— start Record excerpts —
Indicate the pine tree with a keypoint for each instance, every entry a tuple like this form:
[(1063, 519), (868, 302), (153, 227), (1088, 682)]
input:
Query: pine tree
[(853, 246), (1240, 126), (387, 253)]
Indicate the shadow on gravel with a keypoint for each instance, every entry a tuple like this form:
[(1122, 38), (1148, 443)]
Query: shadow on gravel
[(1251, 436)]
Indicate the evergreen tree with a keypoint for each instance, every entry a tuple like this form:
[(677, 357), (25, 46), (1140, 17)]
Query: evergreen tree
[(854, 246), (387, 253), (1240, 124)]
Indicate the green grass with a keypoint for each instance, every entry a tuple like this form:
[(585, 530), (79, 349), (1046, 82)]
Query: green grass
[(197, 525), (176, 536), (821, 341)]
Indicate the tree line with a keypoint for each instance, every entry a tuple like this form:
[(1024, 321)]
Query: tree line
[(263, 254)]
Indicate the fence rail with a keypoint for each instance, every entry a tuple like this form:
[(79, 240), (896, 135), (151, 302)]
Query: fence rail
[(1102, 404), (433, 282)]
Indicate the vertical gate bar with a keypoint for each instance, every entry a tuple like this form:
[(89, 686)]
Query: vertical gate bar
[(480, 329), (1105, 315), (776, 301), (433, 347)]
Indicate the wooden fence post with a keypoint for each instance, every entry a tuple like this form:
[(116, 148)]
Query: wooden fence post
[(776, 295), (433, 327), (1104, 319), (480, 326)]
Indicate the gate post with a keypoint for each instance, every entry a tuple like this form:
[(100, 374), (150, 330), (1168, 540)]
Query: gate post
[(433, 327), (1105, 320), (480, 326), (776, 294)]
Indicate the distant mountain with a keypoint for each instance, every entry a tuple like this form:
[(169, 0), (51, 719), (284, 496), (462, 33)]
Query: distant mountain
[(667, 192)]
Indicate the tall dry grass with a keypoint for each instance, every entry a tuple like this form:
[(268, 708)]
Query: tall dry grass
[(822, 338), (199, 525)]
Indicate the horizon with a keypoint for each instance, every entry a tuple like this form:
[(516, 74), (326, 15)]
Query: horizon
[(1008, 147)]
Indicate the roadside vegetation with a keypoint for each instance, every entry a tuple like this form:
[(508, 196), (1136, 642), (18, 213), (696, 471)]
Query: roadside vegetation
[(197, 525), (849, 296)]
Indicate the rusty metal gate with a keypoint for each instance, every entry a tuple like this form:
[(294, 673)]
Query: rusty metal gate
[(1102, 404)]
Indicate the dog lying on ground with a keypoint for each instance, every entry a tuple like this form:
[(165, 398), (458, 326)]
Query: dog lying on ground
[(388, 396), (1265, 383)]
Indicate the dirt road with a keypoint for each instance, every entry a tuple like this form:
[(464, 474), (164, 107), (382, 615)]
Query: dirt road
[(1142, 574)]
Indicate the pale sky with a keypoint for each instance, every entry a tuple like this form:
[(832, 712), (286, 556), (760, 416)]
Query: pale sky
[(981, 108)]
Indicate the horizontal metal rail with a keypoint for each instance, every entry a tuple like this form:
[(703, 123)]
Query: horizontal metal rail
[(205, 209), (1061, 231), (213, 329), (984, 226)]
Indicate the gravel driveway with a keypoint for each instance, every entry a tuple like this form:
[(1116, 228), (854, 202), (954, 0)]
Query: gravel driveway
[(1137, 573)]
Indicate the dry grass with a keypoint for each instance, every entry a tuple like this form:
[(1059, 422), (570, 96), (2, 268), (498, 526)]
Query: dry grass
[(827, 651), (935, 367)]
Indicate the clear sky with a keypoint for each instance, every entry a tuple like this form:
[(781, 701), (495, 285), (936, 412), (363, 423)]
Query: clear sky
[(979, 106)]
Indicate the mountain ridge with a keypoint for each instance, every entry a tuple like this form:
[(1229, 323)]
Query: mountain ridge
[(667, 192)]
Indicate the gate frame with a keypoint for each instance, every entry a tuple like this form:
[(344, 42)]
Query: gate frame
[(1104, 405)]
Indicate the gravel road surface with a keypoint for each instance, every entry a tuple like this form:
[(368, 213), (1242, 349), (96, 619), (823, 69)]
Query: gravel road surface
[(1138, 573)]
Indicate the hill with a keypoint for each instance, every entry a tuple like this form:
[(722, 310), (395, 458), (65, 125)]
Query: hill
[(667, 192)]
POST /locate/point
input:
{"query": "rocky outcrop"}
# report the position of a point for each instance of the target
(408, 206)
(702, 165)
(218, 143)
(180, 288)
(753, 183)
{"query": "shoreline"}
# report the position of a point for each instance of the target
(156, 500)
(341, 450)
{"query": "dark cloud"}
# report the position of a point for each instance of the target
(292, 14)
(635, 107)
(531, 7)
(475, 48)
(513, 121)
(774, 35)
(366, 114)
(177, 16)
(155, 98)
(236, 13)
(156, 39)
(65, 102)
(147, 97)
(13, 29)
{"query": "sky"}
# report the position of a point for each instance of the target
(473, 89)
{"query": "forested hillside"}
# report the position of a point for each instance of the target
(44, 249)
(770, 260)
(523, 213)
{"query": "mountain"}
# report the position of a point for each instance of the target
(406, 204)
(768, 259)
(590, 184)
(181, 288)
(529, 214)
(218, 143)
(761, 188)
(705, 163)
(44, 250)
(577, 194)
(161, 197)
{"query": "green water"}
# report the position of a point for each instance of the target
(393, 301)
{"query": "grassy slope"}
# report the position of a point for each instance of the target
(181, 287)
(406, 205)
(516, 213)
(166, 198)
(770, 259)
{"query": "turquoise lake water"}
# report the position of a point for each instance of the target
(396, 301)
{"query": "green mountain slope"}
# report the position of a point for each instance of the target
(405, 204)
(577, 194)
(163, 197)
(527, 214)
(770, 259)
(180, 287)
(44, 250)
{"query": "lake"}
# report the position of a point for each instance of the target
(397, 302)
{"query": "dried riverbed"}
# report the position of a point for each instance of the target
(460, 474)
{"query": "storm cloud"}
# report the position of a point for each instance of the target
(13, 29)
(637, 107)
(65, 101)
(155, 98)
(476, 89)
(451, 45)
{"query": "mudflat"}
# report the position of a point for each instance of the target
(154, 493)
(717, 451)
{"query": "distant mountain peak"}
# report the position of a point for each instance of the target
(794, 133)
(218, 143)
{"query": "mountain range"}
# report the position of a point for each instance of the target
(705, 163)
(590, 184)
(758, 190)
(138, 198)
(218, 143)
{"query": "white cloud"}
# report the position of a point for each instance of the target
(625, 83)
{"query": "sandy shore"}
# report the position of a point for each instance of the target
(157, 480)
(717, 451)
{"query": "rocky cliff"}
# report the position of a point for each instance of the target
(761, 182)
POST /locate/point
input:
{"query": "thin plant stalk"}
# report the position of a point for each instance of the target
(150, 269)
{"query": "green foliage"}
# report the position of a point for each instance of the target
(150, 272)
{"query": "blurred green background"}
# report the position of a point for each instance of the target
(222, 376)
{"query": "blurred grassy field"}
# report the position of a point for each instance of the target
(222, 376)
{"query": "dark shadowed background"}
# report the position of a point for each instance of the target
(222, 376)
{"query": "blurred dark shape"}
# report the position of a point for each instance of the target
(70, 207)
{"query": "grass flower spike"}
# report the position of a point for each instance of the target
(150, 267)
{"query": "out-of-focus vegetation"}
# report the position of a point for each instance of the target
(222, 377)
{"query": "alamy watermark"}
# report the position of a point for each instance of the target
— end Record excerpts —
### Goal
Copy the records verbatim, beginning with the line containing "Indicate the horizontal" and ending with the line containing "[(205, 209), (1061, 231), (213, 329), (984, 226)]", including both of those lines.

### Solution to this problem
Indicate the horizontal metal rail with a keypoint for each instance, every entry a tuple like this form:
[(703, 123)]
Query: horizontal metal rail
[(205, 209), (1061, 231), (213, 329), (984, 226)]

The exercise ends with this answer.